- _Supplied entries_
• • • • •

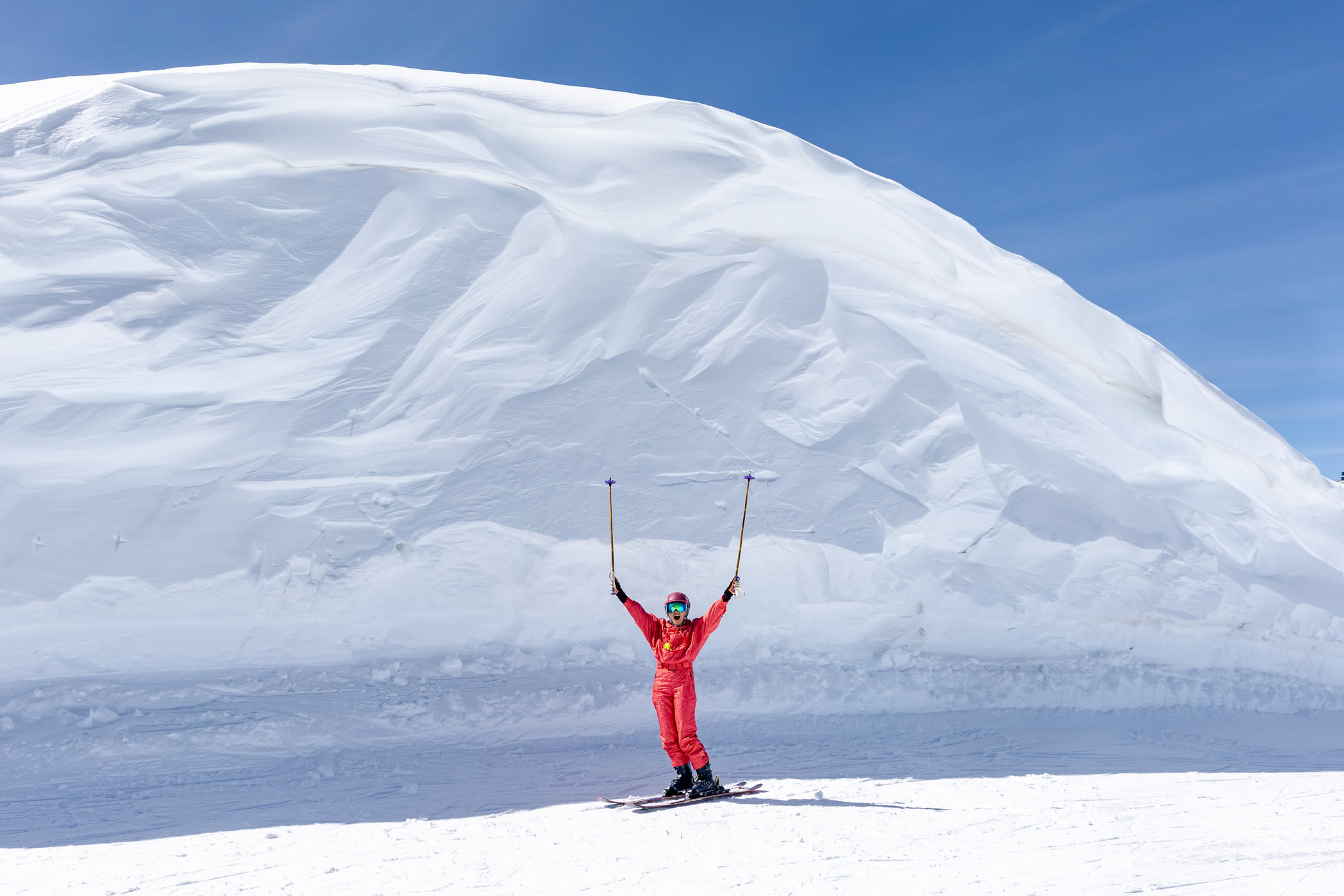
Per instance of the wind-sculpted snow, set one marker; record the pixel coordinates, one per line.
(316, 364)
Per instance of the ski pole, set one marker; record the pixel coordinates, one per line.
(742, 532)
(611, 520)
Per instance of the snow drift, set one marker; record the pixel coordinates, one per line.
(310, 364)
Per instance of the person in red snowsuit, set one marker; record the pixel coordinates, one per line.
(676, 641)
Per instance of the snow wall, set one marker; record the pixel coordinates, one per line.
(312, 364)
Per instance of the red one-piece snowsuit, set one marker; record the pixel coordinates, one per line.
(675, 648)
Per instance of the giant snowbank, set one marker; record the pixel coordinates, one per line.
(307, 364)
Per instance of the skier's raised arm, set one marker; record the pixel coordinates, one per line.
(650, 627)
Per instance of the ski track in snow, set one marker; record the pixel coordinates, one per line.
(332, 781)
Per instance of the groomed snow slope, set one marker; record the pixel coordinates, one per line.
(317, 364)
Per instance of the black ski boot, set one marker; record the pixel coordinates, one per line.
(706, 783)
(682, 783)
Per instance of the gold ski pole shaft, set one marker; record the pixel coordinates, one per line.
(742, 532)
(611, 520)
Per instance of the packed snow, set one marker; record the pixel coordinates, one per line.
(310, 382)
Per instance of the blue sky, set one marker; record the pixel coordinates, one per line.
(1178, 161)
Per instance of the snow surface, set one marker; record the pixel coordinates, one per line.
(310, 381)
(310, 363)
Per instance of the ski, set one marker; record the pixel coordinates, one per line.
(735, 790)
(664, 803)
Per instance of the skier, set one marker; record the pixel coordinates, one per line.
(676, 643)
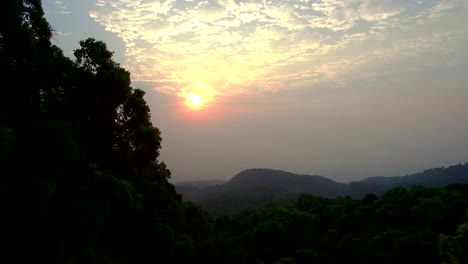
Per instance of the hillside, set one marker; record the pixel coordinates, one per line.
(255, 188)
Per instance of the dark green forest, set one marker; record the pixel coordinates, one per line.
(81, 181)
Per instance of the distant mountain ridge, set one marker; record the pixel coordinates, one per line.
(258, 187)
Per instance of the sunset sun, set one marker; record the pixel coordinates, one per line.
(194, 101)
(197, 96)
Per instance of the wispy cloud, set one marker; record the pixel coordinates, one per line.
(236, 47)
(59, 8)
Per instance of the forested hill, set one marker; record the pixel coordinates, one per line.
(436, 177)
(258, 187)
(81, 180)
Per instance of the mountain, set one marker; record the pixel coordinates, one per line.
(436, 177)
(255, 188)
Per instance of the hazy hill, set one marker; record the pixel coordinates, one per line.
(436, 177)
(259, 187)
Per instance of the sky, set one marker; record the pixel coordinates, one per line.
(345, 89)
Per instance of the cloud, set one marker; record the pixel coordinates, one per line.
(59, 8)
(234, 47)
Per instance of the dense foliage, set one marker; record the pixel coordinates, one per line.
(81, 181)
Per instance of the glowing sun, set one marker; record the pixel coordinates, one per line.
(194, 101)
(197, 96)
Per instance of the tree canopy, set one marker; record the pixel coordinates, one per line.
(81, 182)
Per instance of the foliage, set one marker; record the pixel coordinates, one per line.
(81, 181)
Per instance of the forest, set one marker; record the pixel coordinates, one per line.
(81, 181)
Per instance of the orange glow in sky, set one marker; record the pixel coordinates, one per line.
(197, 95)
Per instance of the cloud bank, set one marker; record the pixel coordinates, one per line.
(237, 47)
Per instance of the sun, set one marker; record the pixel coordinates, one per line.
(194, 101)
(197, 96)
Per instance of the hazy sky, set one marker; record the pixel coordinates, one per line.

• • • • •

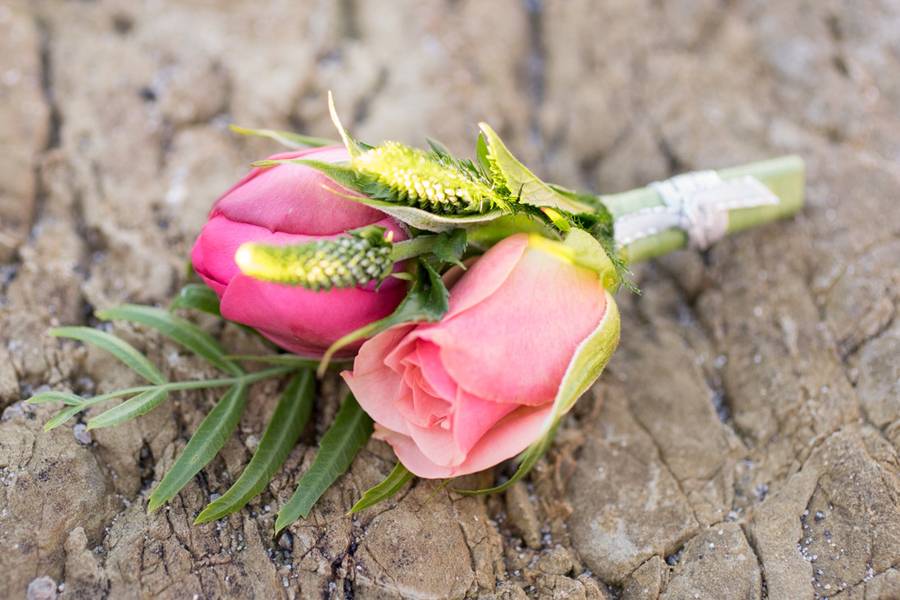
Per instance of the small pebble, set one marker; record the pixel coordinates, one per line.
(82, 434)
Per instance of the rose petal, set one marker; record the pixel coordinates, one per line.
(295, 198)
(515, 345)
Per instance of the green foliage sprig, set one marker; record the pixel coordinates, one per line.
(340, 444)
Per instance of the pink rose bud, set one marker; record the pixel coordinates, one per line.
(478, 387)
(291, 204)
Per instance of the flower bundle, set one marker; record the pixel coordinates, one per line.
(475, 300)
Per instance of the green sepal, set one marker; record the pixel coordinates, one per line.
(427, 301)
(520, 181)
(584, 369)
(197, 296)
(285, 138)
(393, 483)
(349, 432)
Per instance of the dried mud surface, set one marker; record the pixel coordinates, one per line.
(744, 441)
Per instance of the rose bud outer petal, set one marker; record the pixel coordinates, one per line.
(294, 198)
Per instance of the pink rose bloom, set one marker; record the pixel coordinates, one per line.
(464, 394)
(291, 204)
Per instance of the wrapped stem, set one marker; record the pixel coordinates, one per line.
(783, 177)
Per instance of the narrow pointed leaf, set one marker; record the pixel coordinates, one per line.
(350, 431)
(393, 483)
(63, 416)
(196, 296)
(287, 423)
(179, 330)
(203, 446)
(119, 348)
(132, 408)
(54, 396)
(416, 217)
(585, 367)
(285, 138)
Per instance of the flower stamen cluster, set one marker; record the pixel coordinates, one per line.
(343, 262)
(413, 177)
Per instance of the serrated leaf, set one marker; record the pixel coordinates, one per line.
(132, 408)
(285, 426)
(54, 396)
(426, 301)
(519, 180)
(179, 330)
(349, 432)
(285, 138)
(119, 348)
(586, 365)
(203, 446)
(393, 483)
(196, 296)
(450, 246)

• • • • •

- _Objective_
Find every line that contains the string "rose" and copy each one in full. Matching is case-sensitive.

- _Exercise answer_
Per instance of the rose petal, set one marker; record the pixel coordinates, one per line.
Per instance of the pink rose bud, set one marker; record the pixel coordinates, one per line.
Per instance of the rose bud outer petal, set one marker; record the pixel coordinates, one per line.
Per instance of the pink rose bloom, set one marker; record the pixel coordinates, one per line.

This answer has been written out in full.